── Passage to read
- Sire: Bivouac
- Grandsire: Darius
- Dam: Jenny Frisk
- Damsire: Sunacelli^{[citation needed]}
- Sex: Gelding
- Foaled: c. 1979
- Colour: Chestnut
- Breeder: Ralph Dalton
- Owner: Lois Duffey
- Trainer: Kim Bailey

Major wins
- Anthony Mildmay, Peter Cazalet Memorial Chase (1989) Grand National (1990) Whitbread Gold Cup (1990)

= Mr Frisk =

British-bred Thoroughbred racehorse

Mr Frisk (c.1979 - September 2000) was a Thoroughbred racehorse, which won the 1990 Grand National. He completed the course in record time of 8 minutes and 47.80 seconds, ridden by Marcus Armytage; this still stands, even though the race has been 342 yd shorter since 2013. The pair also went on to win the Whitbread Gold Cup three weeks later - the only horse to achieve the double. The second placed horse in the National, Durham Edition, also filled the second place at Sandown.
────
▸ What you will do
Write out the Mr Frisk profile in full, word for word. The material after this point stands apart from the Mr Frisk profile.
── Material shown
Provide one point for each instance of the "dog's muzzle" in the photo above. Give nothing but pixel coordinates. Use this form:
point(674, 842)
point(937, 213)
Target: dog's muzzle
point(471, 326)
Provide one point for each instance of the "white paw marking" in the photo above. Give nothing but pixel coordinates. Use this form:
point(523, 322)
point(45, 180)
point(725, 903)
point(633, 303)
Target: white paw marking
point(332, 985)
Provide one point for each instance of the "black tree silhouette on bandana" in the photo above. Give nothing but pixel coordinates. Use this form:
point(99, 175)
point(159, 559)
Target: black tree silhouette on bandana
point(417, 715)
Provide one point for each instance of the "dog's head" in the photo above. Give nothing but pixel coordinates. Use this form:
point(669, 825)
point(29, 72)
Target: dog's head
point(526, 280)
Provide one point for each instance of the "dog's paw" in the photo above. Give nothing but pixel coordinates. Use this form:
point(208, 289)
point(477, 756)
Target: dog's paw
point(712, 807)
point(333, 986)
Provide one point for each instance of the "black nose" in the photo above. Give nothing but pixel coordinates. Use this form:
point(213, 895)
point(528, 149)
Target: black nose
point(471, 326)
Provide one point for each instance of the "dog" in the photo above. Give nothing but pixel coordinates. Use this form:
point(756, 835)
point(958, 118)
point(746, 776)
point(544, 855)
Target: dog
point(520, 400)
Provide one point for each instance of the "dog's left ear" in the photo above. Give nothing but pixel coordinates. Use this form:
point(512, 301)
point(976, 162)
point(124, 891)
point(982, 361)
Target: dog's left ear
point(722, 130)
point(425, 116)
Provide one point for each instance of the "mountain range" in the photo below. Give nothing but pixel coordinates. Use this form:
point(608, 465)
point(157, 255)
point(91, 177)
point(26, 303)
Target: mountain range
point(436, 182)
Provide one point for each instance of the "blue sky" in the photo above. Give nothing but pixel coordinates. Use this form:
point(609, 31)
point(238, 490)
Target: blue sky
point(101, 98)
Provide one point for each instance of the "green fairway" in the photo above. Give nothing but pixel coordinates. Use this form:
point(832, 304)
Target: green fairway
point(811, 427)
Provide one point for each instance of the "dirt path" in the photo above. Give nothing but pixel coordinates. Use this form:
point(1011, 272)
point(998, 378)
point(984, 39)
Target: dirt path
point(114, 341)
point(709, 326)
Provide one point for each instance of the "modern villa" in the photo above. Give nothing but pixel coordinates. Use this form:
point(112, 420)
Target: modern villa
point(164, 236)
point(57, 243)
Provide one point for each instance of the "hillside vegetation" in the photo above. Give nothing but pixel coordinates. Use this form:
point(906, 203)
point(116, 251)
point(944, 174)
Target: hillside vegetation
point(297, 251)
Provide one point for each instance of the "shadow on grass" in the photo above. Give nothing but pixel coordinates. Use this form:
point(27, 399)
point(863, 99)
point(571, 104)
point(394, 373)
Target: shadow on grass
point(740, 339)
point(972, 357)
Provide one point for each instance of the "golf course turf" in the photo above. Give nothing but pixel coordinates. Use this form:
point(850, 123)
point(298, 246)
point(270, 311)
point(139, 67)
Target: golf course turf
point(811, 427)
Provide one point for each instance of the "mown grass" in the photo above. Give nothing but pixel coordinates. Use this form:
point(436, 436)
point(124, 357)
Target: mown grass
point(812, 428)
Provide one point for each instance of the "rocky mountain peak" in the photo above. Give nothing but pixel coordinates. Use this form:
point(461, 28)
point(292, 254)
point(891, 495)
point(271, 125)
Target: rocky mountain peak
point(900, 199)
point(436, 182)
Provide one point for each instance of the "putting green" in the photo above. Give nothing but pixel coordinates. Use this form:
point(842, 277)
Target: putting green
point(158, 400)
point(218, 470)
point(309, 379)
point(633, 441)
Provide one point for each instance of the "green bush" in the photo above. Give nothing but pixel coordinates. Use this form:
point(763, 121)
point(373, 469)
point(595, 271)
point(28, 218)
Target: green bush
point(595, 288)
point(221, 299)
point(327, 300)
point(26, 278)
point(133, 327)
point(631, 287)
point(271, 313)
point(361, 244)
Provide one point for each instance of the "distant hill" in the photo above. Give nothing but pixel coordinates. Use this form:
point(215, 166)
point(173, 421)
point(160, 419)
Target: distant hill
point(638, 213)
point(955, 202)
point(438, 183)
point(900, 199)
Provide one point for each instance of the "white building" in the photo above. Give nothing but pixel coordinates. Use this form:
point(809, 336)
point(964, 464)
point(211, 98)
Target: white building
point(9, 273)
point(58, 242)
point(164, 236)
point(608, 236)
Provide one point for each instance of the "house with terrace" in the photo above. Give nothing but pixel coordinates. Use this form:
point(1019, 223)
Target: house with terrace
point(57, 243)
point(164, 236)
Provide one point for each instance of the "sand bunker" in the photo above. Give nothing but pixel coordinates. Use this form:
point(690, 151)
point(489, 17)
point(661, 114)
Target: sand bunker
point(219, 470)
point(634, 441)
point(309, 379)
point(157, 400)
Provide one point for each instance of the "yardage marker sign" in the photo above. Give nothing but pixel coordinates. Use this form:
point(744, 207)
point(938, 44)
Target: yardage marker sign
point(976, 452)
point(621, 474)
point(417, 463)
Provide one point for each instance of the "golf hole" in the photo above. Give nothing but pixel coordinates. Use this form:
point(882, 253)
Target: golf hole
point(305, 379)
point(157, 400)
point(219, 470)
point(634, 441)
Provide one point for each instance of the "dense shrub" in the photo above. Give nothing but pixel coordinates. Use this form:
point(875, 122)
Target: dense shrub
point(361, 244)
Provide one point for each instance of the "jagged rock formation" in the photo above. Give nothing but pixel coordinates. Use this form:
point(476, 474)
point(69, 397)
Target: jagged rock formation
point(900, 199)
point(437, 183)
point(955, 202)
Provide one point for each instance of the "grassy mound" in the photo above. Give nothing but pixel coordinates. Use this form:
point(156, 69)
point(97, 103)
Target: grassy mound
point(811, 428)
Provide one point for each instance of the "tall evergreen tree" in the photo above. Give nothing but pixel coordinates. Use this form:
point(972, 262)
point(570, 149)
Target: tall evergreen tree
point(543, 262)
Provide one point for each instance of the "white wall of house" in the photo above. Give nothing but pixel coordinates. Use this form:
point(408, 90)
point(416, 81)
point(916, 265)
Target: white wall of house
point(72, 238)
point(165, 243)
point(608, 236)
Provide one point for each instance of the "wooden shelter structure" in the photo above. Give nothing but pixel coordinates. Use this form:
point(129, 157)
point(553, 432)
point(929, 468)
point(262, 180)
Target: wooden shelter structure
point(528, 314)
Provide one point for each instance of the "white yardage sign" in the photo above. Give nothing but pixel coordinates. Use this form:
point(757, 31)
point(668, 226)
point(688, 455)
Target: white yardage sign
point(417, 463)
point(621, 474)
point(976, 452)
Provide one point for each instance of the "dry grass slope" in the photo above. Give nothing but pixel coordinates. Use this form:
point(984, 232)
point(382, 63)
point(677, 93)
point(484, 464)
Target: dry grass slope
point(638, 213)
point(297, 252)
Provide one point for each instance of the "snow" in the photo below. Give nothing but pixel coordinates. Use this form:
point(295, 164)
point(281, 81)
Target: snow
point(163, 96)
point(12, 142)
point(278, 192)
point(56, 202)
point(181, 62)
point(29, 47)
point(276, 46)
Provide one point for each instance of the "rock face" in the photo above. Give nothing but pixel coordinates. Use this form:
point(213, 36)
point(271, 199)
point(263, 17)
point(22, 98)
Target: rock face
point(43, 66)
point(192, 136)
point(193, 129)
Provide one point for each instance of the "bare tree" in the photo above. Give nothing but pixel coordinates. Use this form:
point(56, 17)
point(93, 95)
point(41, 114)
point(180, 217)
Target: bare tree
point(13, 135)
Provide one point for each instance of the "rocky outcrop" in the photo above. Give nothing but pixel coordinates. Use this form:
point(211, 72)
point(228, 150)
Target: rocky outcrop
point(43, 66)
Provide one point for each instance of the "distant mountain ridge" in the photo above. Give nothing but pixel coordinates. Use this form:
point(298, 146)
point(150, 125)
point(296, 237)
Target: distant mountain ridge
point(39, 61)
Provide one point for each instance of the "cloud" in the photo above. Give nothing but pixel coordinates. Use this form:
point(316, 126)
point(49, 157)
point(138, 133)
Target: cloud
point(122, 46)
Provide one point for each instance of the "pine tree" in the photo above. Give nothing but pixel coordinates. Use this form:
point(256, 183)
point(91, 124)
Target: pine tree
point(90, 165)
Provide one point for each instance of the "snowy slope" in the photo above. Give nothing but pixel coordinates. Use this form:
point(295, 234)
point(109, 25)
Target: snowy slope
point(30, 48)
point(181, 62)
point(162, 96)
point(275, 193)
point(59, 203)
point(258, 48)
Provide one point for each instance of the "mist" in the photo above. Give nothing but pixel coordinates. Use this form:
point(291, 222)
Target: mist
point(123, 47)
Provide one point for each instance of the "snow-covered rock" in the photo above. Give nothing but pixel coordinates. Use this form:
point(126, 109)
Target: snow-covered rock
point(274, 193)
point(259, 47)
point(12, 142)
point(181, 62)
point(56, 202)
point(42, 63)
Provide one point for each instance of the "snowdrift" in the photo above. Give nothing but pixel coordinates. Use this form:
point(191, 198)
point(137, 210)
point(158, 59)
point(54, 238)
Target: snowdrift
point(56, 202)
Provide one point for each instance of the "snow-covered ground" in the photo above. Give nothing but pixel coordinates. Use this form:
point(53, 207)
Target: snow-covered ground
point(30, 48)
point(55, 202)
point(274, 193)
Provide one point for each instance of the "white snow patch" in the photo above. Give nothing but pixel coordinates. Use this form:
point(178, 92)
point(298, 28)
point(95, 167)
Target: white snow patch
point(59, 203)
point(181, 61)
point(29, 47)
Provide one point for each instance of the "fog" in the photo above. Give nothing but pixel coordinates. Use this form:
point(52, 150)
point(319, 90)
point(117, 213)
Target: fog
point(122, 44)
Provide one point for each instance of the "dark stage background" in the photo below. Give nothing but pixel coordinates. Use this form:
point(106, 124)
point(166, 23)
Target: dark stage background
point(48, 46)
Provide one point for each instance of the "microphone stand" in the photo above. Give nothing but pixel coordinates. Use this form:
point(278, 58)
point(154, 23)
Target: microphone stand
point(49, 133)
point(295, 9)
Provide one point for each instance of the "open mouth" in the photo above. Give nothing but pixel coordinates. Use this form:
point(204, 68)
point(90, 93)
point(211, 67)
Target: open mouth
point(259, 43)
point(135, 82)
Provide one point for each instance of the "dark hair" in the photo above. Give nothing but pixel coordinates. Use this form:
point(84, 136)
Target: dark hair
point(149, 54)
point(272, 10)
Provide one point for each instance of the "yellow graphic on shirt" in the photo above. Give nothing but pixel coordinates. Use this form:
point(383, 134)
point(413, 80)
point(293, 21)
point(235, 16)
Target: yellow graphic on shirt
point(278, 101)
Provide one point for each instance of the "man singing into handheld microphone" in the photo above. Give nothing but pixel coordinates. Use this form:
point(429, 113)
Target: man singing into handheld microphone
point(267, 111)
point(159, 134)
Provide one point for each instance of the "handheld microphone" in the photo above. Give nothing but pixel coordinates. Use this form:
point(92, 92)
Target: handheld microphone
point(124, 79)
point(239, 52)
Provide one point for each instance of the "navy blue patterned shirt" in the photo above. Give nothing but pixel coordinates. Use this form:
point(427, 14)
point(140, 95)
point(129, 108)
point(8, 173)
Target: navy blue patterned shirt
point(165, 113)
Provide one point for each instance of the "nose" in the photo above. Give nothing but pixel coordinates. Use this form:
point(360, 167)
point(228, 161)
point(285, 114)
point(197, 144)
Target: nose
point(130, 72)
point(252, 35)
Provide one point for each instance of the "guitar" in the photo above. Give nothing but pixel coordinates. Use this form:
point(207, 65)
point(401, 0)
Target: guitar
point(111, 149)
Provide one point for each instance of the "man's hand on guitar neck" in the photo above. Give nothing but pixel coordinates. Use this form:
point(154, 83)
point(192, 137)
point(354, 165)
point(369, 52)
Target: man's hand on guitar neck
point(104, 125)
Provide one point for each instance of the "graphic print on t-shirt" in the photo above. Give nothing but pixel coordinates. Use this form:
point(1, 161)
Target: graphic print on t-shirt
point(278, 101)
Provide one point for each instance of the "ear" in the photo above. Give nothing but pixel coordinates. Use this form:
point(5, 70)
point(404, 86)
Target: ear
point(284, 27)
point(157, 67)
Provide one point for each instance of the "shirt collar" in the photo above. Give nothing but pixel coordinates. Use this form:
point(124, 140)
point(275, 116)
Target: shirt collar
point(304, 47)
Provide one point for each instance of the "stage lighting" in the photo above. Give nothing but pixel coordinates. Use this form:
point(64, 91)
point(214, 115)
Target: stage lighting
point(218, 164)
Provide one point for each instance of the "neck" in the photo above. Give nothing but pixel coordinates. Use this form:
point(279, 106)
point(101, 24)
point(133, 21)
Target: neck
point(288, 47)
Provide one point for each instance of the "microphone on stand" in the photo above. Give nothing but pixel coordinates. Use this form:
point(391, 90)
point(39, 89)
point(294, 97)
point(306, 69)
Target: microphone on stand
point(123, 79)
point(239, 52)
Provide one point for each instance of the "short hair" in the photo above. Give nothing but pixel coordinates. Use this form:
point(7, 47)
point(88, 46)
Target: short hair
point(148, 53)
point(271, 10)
────
▸ Full output
- Sire: Bivouac
- Grandsire: Darius
- Dam: Jenny Frisk
- Damsire: Sunacelli^{[citation needed]}
- Sex: Gelding
- Foaled: c. 1979
- Colour: Chestnut
- Breeder: Ralph Dalton
- Owner: Lois Duffey
- Trainer: Kim Bailey

Major wins
- Anthony Mildmay, Peter Cazalet Memorial Chase (1989) Grand National (1990) Whitbread Gold Cup (1990)

= Mr Frisk =

British-bred Thoroughbred racehorse

Mr Frisk (c.1979 - September 2000) was a Thoroughbred racehorse, which won the 1990 Grand National. He completed the course in record time of 8 minutes and 47.80 seconds, ridden by Marcus Armytage; this still stands, even though the race has been 342 yd shorter since 2013. The pair also went on to win the Whitbread Gold Cup three weeks later - the only horse to achieve the double. The second placed horse in the National, Durham Edition, also filled the second place at Sandown.